● **Directions**:
Instruction for the entries that follow: retype exactly the lines from the line with "Target: striped shirt" to the line with "Target: overcast sky", both included, and omit all others.

● **Given records**:
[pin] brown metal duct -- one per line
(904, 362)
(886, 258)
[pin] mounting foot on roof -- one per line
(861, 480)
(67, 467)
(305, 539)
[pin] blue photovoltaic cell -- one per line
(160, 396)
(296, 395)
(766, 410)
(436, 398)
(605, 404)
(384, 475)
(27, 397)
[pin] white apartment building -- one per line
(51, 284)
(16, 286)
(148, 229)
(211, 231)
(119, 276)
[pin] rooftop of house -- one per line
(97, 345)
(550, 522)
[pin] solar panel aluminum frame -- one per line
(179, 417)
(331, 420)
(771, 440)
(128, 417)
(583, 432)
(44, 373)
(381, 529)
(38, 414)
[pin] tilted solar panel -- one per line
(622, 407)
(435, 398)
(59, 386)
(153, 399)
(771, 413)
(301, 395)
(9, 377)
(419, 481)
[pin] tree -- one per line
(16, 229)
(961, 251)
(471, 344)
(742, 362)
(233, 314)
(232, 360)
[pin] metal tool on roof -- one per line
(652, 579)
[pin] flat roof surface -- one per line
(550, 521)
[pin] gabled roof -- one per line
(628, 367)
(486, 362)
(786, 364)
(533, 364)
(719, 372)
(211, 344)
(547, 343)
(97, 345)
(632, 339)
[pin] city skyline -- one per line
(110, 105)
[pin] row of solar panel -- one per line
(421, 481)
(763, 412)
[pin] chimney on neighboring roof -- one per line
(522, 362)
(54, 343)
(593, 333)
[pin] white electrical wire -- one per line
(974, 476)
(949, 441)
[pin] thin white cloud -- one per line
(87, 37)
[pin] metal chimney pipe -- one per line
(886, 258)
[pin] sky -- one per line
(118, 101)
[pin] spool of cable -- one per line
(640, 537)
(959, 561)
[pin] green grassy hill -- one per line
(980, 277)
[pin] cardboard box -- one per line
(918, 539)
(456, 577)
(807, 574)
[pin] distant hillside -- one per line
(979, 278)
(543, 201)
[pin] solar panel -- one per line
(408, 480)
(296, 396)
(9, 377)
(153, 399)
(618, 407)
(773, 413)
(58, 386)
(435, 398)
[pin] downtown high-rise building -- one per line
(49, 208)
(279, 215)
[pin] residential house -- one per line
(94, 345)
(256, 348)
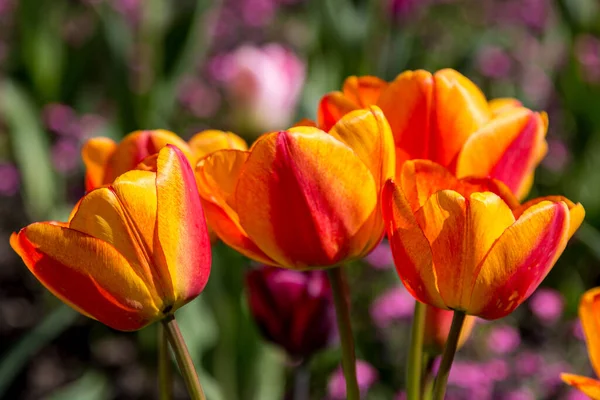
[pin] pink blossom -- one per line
(263, 85)
(547, 305)
(11, 181)
(503, 339)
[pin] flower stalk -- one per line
(186, 366)
(165, 375)
(415, 355)
(439, 388)
(341, 299)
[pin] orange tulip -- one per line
(466, 244)
(302, 198)
(132, 252)
(589, 313)
(437, 328)
(105, 160)
(445, 118)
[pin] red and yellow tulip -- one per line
(105, 160)
(589, 313)
(444, 117)
(466, 244)
(132, 252)
(302, 198)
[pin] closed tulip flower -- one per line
(293, 309)
(132, 252)
(302, 198)
(589, 313)
(437, 327)
(466, 244)
(444, 117)
(105, 160)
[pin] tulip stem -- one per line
(186, 365)
(439, 388)
(302, 381)
(415, 353)
(165, 377)
(341, 299)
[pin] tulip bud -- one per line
(292, 309)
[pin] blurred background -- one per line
(74, 69)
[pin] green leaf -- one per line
(31, 150)
(51, 327)
(91, 386)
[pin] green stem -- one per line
(186, 366)
(439, 388)
(165, 377)
(341, 299)
(427, 380)
(302, 381)
(415, 354)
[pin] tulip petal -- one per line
(503, 104)
(460, 110)
(364, 91)
(140, 144)
(513, 144)
(519, 260)
(211, 140)
(589, 386)
(422, 178)
(443, 219)
(181, 230)
(406, 103)
(488, 217)
(589, 313)
(576, 211)
(304, 198)
(86, 273)
(124, 218)
(96, 153)
(332, 107)
(217, 176)
(412, 252)
(367, 132)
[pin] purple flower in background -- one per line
(201, 100)
(293, 309)
(528, 363)
(497, 370)
(263, 85)
(547, 305)
(10, 180)
(558, 155)
(587, 51)
(381, 257)
(494, 62)
(65, 155)
(503, 339)
(519, 394)
(365, 374)
(577, 330)
(550, 377)
(391, 306)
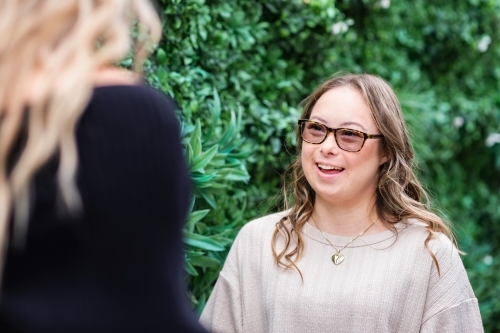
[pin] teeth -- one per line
(329, 167)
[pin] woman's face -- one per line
(338, 176)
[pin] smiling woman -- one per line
(358, 248)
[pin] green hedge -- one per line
(240, 68)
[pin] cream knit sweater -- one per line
(390, 286)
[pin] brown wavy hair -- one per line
(399, 194)
(49, 55)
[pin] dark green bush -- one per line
(239, 69)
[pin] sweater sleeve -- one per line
(451, 305)
(223, 311)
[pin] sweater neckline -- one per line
(388, 236)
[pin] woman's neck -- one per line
(346, 220)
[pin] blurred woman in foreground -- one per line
(93, 187)
(359, 250)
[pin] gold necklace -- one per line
(338, 257)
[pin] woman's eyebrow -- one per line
(320, 119)
(349, 123)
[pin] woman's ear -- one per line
(386, 154)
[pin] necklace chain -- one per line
(338, 257)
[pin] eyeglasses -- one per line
(347, 139)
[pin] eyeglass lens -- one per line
(346, 139)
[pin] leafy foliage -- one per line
(239, 70)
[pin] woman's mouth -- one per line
(329, 169)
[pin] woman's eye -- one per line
(350, 133)
(315, 127)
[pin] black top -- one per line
(116, 267)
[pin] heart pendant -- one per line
(338, 258)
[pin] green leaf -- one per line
(195, 140)
(189, 268)
(201, 242)
(205, 262)
(202, 160)
(195, 217)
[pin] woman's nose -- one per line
(329, 146)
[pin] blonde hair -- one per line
(399, 194)
(49, 55)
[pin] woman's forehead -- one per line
(343, 107)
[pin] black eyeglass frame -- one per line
(334, 131)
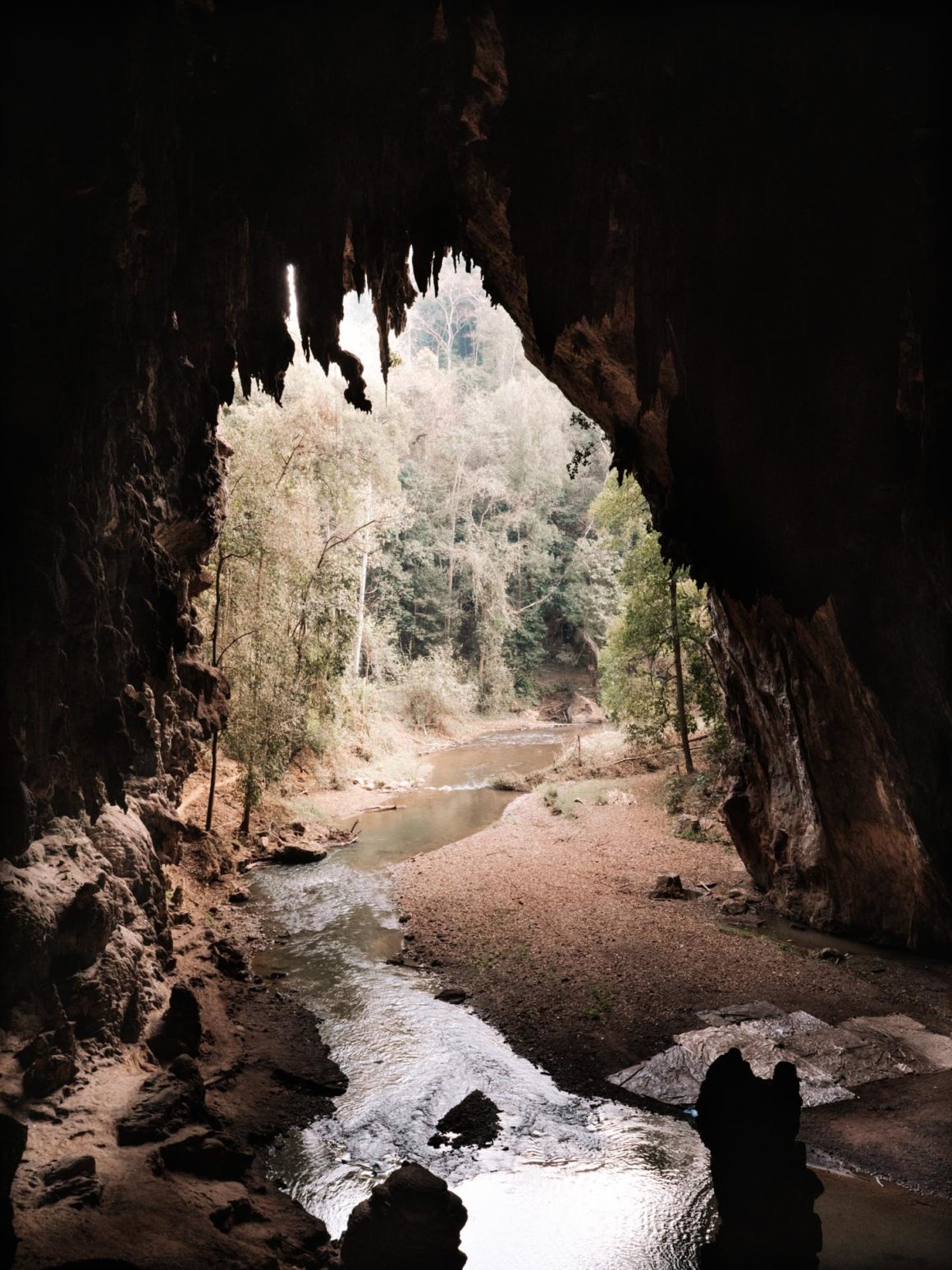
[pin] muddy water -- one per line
(570, 1184)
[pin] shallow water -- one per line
(570, 1184)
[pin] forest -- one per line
(462, 549)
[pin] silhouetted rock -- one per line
(455, 996)
(181, 1028)
(764, 1191)
(165, 1103)
(410, 1222)
(471, 1123)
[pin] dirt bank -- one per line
(546, 921)
(263, 1070)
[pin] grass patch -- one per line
(602, 1003)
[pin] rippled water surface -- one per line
(570, 1184)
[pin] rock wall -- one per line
(720, 236)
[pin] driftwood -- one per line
(652, 754)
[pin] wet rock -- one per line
(296, 854)
(410, 1222)
(668, 887)
(230, 959)
(165, 1103)
(13, 1144)
(207, 1154)
(236, 1212)
(471, 1123)
(181, 1028)
(70, 1179)
(324, 1080)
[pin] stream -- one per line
(570, 1183)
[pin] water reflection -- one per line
(569, 1183)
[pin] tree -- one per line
(657, 675)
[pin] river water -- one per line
(571, 1183)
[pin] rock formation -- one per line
(722, 236)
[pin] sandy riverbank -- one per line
(546, 922)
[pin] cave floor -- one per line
(545, 919)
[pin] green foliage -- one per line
(433, 690)
(675, 794)
(433, 555)
(638, 667)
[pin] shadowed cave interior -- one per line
(721, 234)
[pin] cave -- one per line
(720, 234)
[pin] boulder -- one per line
(179, 1030)
(229, 959)
(50, 1062)
(411, 1221)
(167, 1102)
(72, 1177)
(668, 887)
(471, 1123)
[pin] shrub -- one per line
(433, 692)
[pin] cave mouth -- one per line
(721, 235)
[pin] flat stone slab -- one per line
(829, 1059)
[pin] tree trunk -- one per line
(246, 814)
(361, 601)
(680, 678)
(211, 782)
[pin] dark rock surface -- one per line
(165, 1103)
(207, 1154)
(410, 1222)
(296, 854)
(179, 1030)
(745, 296)
(13, 1144)
(471, 1123)
(453, 996)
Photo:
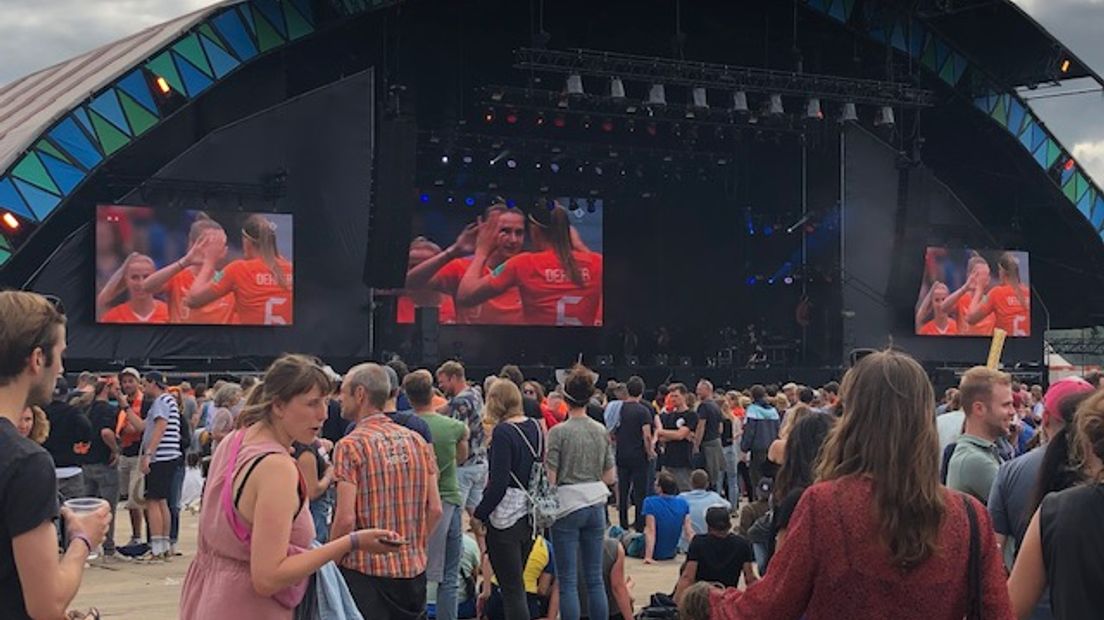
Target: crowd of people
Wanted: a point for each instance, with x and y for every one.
(390, 492)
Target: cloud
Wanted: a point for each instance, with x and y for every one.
(1091, 157)
(35, 34)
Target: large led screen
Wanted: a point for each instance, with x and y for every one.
(505, 265)
(969, 292)
(193, 267)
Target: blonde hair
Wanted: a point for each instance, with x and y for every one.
(888, 434)
(287, 377)
(503, 402)
(1089, 423)
(40, 426)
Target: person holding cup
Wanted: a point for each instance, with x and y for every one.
(36, 578)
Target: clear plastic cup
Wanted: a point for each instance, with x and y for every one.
(80, 505)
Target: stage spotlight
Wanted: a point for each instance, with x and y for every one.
(848, 114)
(657, 95)
(698, 98)
(774, 107)
(884, 117)
(813, 110)
(10, 222)
(616, 88)
(740, 102)
(574, 85)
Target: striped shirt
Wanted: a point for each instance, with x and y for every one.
(165, 407)
(392, 468)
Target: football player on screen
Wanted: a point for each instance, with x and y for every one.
(262, 280)
(140, 306)
(560, 282)
(177, 278)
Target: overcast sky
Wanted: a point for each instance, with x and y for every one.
(38, 33)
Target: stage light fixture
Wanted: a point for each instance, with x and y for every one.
(657, 95)
(574, 85)
(884, 117)
(775, 107)
(740, 102)
(10, 222)
(848, 114)
(813, 110)
(698, 98)
(616, 88)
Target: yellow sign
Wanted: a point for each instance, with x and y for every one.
(996, 348)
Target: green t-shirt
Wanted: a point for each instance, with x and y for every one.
(445, 431)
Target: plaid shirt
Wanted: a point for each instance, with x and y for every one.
(391, 467)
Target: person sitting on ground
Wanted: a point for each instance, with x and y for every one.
(666, 517)
(700, 500)
(718, 556)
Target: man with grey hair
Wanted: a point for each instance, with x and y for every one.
(386, 479)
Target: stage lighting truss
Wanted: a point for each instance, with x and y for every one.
(668, 72)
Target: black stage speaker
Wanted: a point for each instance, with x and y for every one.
(426, 334)
(389, 230)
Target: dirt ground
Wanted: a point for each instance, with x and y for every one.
(151, 591)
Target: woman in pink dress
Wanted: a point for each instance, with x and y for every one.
(254, 552)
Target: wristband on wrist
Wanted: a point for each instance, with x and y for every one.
(84, 540)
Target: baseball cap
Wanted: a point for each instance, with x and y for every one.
(1060, 391)
(156, 378)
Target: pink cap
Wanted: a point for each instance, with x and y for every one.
(1061, 389)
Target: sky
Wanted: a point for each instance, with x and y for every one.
(38, 33)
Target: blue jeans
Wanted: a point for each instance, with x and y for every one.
(178, 484)
(576, 542)
(447, 588)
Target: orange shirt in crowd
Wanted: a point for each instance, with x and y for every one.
(549, 297)
(219, 312)
(123, 313)
(982, 328)
(501, 310)
(258, 299)
(931, 329)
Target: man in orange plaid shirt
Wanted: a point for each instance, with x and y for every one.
(386, 478)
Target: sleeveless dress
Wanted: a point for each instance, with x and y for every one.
(218, 584)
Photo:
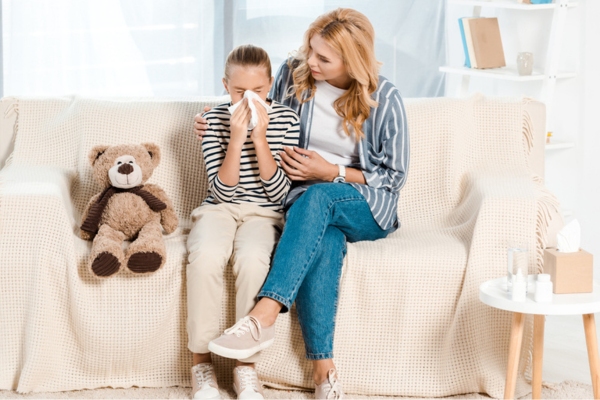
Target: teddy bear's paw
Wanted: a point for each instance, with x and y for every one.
(105, 264)
(144, 262)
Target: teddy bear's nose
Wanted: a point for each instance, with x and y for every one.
(125, 169)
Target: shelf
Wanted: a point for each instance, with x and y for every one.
(508, 73)
(511, 4)
(558, 145)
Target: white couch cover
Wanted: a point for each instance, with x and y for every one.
(409, 321)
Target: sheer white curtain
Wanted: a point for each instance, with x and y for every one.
(178, 47)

● **Reply to the exercise**:
Target: striped shirt
Wanted: a point for each instance, with x and y for every one.
(165, 407)
(392, 468)
Target: football player on screen
Wanted: a point for each instance, with x and y for every one.
(262, 280)
(140, 306)
(560, 282)
(177, 278)
Target: overcast sky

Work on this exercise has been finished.